= ENTRÉES FOURNIES =
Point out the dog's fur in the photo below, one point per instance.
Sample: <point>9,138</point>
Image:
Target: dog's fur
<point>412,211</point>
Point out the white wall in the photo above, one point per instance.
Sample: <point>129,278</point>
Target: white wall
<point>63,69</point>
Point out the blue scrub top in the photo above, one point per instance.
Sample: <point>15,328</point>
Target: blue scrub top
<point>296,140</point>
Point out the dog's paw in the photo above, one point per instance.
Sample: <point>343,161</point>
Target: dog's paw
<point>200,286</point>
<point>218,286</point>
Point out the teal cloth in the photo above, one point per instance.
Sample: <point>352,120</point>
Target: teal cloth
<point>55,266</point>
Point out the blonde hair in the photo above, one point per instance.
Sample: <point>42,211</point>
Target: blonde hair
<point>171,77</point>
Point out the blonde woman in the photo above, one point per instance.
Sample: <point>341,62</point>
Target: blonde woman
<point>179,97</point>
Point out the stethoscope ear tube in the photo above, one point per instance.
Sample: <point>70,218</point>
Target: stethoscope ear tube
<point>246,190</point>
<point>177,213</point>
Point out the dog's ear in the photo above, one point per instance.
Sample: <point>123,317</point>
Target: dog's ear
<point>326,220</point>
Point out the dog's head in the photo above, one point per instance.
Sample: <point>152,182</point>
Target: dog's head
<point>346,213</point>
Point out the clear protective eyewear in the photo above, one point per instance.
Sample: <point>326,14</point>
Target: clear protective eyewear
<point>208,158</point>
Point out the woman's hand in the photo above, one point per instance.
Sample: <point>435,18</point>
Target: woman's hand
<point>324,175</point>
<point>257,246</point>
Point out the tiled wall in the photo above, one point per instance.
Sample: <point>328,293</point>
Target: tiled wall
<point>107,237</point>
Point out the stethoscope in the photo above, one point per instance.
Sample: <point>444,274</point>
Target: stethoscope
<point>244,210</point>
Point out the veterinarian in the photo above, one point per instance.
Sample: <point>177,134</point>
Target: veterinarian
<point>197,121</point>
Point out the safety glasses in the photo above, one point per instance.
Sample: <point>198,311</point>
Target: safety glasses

= CONSIGNE DE L'EXERCICE =
Présentez sous forme de tableau Markdown les seules lignes des entrées qui commencent à celle contenant « Point out the blonde woman » et se terminent à celle contenant « <point>326,220</point> », ces deux lignes comprises, sans les lignes vides. Utilisez deux colonnes : « N° » pour le numéro de rang et « Texte » pour la ligne.

= RÉPONSE ATTENDUE =
| N° | Texte |
|---|---|
| 1 | Point out the blonde woman in the photo above, one point per instance. |
| 2 | Sample: <point>341,62</point> |
| 3 | Target: blonde woman |
| 4 | <point>179,97</point> |
| 5 | Point out the stethoscope ear tube in the photo above, one point per instance. |
| 6 | Sample: <point>70,218</point> |
| 7 | Target: stethoscope ear tube |
| 8 | <point>246,190</point> |
| 9 | <point>177,213</point> |
| 10 | Point out the dog's ear in the photo above, one point per instance. |
| 11 | Sample: <point>123,317</point> |
| 12 | Target: dog's ear |
| 13 | <point>326,220</point> |